[Coordinate annotation records]
--- start ---

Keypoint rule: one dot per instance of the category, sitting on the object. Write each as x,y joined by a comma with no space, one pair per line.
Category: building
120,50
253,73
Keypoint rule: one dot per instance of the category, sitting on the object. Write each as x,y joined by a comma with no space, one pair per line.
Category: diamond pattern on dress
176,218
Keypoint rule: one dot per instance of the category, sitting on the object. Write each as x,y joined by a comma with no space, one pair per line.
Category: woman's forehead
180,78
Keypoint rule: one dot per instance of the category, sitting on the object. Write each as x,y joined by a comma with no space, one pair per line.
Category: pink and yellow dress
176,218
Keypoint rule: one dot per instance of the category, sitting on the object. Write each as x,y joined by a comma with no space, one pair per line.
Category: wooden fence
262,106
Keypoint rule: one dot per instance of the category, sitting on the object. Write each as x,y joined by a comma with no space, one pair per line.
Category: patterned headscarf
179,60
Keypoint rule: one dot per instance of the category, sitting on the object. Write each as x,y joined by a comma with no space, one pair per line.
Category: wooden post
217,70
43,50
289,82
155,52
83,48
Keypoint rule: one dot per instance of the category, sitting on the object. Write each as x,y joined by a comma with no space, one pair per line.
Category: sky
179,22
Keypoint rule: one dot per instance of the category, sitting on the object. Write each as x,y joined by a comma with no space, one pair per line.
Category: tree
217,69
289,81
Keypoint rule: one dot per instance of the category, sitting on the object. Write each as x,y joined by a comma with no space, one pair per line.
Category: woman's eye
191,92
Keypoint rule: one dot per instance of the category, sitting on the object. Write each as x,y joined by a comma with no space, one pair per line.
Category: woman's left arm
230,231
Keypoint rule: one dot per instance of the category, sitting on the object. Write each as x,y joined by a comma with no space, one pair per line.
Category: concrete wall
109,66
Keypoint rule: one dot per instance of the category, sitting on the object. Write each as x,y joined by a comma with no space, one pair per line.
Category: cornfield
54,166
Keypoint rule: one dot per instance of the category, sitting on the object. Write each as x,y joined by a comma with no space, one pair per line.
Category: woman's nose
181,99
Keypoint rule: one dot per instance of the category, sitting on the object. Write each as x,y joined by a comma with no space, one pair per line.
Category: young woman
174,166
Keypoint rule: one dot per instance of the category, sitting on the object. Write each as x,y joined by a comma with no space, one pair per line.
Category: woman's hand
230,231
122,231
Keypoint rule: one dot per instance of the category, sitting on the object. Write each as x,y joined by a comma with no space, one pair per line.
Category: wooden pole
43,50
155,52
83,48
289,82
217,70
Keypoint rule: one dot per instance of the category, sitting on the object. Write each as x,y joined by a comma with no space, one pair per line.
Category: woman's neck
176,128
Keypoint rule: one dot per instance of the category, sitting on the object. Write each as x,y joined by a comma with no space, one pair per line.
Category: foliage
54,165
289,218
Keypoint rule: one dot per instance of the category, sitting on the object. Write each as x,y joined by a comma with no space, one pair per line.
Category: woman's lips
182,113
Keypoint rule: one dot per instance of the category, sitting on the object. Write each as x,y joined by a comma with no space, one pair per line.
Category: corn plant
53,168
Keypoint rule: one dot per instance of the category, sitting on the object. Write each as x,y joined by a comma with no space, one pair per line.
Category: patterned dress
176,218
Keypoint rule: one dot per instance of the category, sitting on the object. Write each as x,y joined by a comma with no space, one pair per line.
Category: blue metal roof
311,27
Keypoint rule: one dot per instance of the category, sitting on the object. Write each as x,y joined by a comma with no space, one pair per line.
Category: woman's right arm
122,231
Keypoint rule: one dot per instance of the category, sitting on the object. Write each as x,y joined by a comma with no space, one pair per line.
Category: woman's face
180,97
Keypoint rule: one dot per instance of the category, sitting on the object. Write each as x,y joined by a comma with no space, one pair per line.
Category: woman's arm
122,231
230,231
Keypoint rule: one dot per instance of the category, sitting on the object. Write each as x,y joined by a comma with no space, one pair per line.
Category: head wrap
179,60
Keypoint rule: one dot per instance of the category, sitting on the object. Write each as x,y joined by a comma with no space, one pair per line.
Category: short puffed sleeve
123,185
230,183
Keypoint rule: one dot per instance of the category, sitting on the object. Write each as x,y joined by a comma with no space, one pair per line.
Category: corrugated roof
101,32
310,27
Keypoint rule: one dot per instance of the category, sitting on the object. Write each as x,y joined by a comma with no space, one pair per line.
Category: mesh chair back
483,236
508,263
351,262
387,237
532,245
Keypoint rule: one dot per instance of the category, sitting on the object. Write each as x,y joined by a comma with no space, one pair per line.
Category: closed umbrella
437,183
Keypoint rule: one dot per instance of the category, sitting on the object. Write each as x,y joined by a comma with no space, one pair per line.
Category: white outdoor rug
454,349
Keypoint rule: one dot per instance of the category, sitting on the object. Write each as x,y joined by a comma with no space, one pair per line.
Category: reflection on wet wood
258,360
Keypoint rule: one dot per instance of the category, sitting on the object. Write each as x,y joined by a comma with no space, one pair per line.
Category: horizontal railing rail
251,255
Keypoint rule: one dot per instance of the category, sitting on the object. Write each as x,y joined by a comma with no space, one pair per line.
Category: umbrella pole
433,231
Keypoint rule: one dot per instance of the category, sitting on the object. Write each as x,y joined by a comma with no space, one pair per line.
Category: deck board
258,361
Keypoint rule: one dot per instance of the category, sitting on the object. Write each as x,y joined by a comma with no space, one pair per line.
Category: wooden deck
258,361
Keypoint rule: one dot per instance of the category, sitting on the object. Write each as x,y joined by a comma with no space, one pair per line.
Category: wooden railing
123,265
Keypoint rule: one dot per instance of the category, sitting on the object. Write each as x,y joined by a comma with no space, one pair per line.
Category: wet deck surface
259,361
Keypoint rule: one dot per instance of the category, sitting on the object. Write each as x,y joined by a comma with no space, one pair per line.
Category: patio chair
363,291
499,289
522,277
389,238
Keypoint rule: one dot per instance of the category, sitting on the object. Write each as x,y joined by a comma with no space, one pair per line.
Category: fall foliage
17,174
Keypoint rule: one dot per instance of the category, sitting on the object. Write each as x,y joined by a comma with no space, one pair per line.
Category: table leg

--- end ---

Return all the data exactly as given.

WRITTEN SOLUTION:
Keypoint rule: one dot per instance of the category, sitting on the object. Write each as x,y joined by a comma with no space, one pair per line.
Category: building
120,50
253,73
Keypoint rule: one dot per instance of the category, sitting on the object. Write each as x,y joined by a comma with no space, one pair per line.
Category: diamond pattern on dress
176,218
Keypoint rule: one dot per instance of the category, sitting on the object. Write each as x,y joined by a comma with no space, one pair per line.
Category: woman's forehead
180,78
Keypoint rule: one dot per instance of the category, sitting on the object. Write each as x,y joined by a comma with no space, one pair per line.
Category: pink and yellow dress
176,218
Keypoint rule: one dot per instance of the category, sitting on the object. Write each as x,y joined by a comma with no space, one pair per line.
Category: wooden fence
262,106
Keypoint rule: one dot per instance of the category, sitting on the object. Write each as x,y joined by a comma with no space, one pair per line.
Category: patterned headscarf
179,60
Keypoint rule: one dot per instance of the category, sitting on the object. Write each as x,y joined by a comma with no space, one pair per line.
Category: wooden post
217,70
43,50
289,82
155,52
83,48
Keypoint rule: one dot per instance of the category, sitting on the object. Write each as x,y joined by a comma with no space, one pair per line.
Category: sky
179,22
Keypoint rule: one dot per instance of the category, sitting on the object. Write each as x,y joined by a comma with no space, one pair per line.
Category: tree
217,69
289,81
Keypoint rule: one dot per instance of the category, sitting on the object. Write each as x,y joined by a comma with no space, one pair per line.
Category: woman's eye
191,92
Keypoint rule: one dot per instance of the category, sitting on the object. Write each as x,y joined by a comma with no space, one pair per line.
Category: woman's left arm
230,231
Keypoint rule: one dot per instance of the category, sitting on the object. Write each as x,y joined by a comma with no space, one pair per line.
Category: concrete wall
109,66
Keypoint rule: one dot per instance of the category, sitting on the object. Write each as x,y joined by a comma with no space, one pair per line.
Category: cornfield
54,166
Keypoint rule: one dot per instance of the category, sitting on the object. Write each as x,y joined by a comma with no space, one pair per line.
Category: woman's nose
181,99
Keypoint rule: one dot per instance of the category, sitting on the object. Write each as x,y joined by a comma with no space, one pair per line.
Category: young woman
174,166
Keypoint rule: one dot per instance of the category, sitting on the object. Write each as x,y joined by a comma with no space, one pair per line.
Category: woman's hand
230,231
122,231
Keypoint rule: one dot per instance of the category, sitting on the object. Write each as x,y joined by a comma with no space, one pair per line.
Category: wooden pole
43,50
155,52
83,48
289,82
217,70
Keypoint rule: one dot per instance of the category, sitting on the object. Write each as x,y joined by a comma with no space, one pair per line.
Category: woman's neck
176,128
Keypoint rule: one dot per instance of the category, sitting on the object. Write each as x,y joined by a comma with no space, one pair per line.
Category: foliage
54,165
289,218
Keypoint rule: one dot per instance of the category, sitting on the object. Write each as x,y joined by a comma with no space, one pair per line.
Category: woman's lips
182,113
Keypoint rule: one dot per instance of the category, sitting on the object. Write each as x,y joined by a comma with no space, one pair per line.
Category: corn plant
53,168
Keypoint rule: one dot per instance of the category, sitting on the object. Write each as x,y joined by a comma with no space, one pair per line.
Category: patterned dress
176,218
Keypoint rule: one dot per instance of the category, sitting on the object. Write each as x,y joined by a comma with no space, one pair per line.
Category: blue metal roof
311,27
Keypoint rule: one dot per instance of the category, sitting on the object. Write each as x,y joined by a comma with no space, one pair per line.
Category: woman's right arm
122,231
Keypoint rule: one dot per instance of the category, sitting on the object. Write each as x,y joined by a comma with no space, one pair per line.
Category: woman's face
180,97
Keypoint rule: one dot per instance of the category, sitting on the object. Write each as x,y joined by a comma with no space, one pair per line.
Category: woman's arm
122,231
230,231
Keypoint rule: one dot per instance of the category, sitting on the object. Write each as x,y joined by a comma with no space, one pair per line.
Category: head wrap
179,60
Keypoint rule: one dot per instance of the category, sitting on the object. Write each as x,y joined by a comma with no space, one pair per line.
Category: short puffed sleeve
123,185
230,183
Keypoint rule: one dot per instance of the category, sitting on the object. Write each as x,y joined by a comma with no space, one pair per line.
Category: corrugated roof
101,32
310,27
Keypoint rule: one dot per instance of the category, sitting on the object. Write each as x,y joined by a comma with no space, one pair per line.
Category: mesh chair back
483,236
508,263
351,262
387,237
532,245
Keypoint rule: one dot per instance of the category, sitting on the object. Write each as x,y joined by a comma with no space, one pair per line.
Category: closed umbrella
437,183
Keypoint rule: one dot per instance of the category, sitting on the object. Write each as x,y joined by a comma with no space, one pair per line.
Category: white outdoor rug
454,349
Keypoint rule: one dot per instance of the category, sitting on the object. Write each as x,y joined by a comma with no space, one pair per line.
Category: reflection on wet wood
258,360
Keypoint rule: one dot per instance of the category, sitting on the object. Write each as x,y joined by a comma with no space, one pair per line.
Category: horizontal railing rail
251,255
Keypoint rule: one dot per instance of the category, sitting on the object. Write each as x,y joined by a comma with no space, one pair per line.
Category: umbrella pole
433,231
Keypoint rule: one dot per instance of the category, sitting on the object. Write each as x,y joined by a comma with no space, one pair per line.
Category: deck board
258,361
Keypoint rule: one dot per instance of the category, sitting on the object. Write each as x,y joined by a comma with no space, one pair per line.
Category: wooden deck
258,361
Keypoint rule: one dot per instance of the category, sitting on the object. Write each as x,y joined by a comma with no space, one pair per line.
Category: wooden railing
123,265
Keypoint rule: one dot per instance of the category, sitting on the object. Write each as x,y joined by a comma with no space, one pair per line.
Category: wet deck surface
259,361
Keypoint rule: one dot per instance of the category, sitting on the object. Write each as x,y joined by a comma with no space, one pair per line.
Category: patio chair
363,291
499,289
522,277
389,238
Keypoint rule: one dot per instance of the category, sitting on the object. Write each as x,y joined by a comma with no space, one pair per line.
Category: fall foliage
17,174
Keypoint rule: one dot per instance of the category, sitting on the object. Write each as x,y joined by a comma with no space, one pair per line.
Category: table leg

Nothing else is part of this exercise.